Textauszug:
Die daraus erwachsende immer schärfere Trennung von der Fortschrittspartei fiel natürlich denen am schwersten, welche vordem selbst der letzteren angehört hatten, gewissermaßen Fleisch von deren Fleische gewesen waren und es mit einem Theile ihrer Sympathien noch waren. Es waren darunter mehrere gerade der talentvollsten und namentlich der beredtesten Mitglieder der nationalliberalen Partei, ja einzelne ihrer hervorragendsten Wortführer. So kam es, daß man allmählich nicht ganz mit Unrecht von einem „rechten“ und einem „linken“ Flügel der Partei sprechen konnte. Als Führer des ersteren galt Lasker, als der des letzteren von Bennigsen. Bezeichnend war, daß der erstere sich vorzugsweise aus den alten preußischen Provinzen recrutirte, während die Hannoveraner, die Hessen und der größere Theil der außerpreußischen Mitglieder meist zu Bennigsen hielten.

Aufgabe A:
Nenne alle Gruppen von Mitgliedern, die laut dem Textauszug über die nationalliberale Partei meist zu Bennigsen hielten.
Aufgabe B:
Führe den Textauszug über die beiden Flügel der nationalliberalen Partei im Anschluss an seinen letzten Satz weiter.
Die anschließenden Zeilen sind eigenständiges Material und gehören nicht zum Textauszug.

Datenzeilen:
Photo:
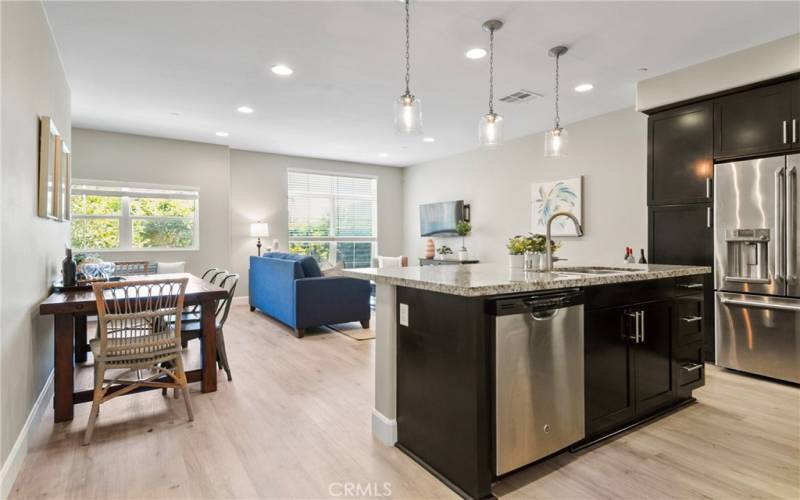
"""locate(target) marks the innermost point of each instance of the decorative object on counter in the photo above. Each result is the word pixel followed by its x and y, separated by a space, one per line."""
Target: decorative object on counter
pixel 259 230
pixel 69 269
pixel 49 155
pixel 444 251
pixel 548 198
pixel 555 140
pixel 490 130
pixel 430 249
pixel 407 108
pixel 463 229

Antwort A:
Die Hannoveraner, die Hessen und der größere Theil der außerpreußischen Mitglieder.

Antwort B:
Im Jahre 1877 schien Fürst Bismarck engere Fühlung mit den Nationalliberalen nehmen zu wollen. Er hatte damals schon den Plan gefaßt, durch Vermehrung der indirecten Abgaben die Finanzen des Reichs zu stärken und das Reich in Bezug auf seine Einnahmen unabhängiger von den Einzelstaaten zu stellen. Für die Durchführung dieses Planes gedachte er eine große, compacte Regierungspartei zu bilden. Zu dem Ende wollte er die Nationalliberalen in der Person ihres Führers von Bennigsen sich an der Regierung selbst betheiligen lassen, wie er dies mit den Freiconservativen bereits gethan hatte; er wollte Herrn von Bennigsen einen Sitz im preußischen Ministerium geben.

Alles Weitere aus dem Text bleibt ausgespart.